→ What is needed: Copy out every one of the records below word for word, omitting the pictures.

→ Stored items:
————————

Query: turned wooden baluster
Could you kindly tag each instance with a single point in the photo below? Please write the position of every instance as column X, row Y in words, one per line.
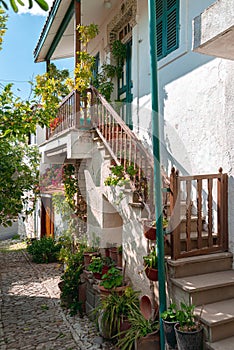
column 199, row 213
column 188, row 215
column 210, row 211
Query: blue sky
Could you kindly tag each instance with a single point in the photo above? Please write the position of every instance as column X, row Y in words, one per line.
column 16, row 57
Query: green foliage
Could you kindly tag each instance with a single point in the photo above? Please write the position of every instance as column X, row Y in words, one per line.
column 83, row 69
column 112, row 279
column 87, row 32
column 70, row 185
column 115, row 308
column 96, row 265
column 70, row 282
column 119, row 52
column 14, row 4
column 187, row 318
column 140, row 327
column 51, row 88
column 61, row 206
column 19, row 161
column 151, row 260
column 3, row 28
column 45, row 250
column 171, row 314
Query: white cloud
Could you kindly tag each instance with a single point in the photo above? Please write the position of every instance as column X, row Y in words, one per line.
column 35, row 10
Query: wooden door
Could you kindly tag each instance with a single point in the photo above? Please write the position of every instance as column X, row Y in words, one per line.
column 47, row 217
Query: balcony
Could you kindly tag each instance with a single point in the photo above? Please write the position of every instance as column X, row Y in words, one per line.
column 214, row 30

————————

→ Response to this exercise:
Query: turned wooden baluster
Could you kindly tag each instance with a single point in the photo below? Please write the position of every instance as column X, row Y in words, one per line.
column 199, row 213
column 188, row 215
column 210, row 211
Query: blue sky
Could you kindly tag each instance with a single point in the photo above? Please write the position of every instance as column X, row Y in words, one per line.
column 16, row 57
Query: green foliage
Could you kindly tag each instance with a single point in the photo above? Please write the position of every instance as column X, row Y in words, one per line.
column 83, row 69
column 112, row 279
column 87, row 32
column 70, row 185
column 115, row 308
column 96, row 265
column 70, row 282
column 119, row 52
column 14, row 4
column 187, row 318
column 140, row 327
column 51, row 88
column 61, row 206
column 19, row 161
column 151, row 260
column 3, row 28
column 45, row 250
column 171, row 314
Query: white cloud
Could you kindly tag each instance with a single point in the photo above? Please write the position of every instance as column X, row Y in words, one per line.
column 35, row 10
Query: wooden door
Could you kindly tag each instance with a single point in the photo above? Please write the position of every instance as column X, row Y in words, one per line.
column 47, row 217
Query: balcony
Could you kindly tag each instance with a single point in the photo above? Please write the position of every instance as column X, row Y in words, one per line.
column 214, row 30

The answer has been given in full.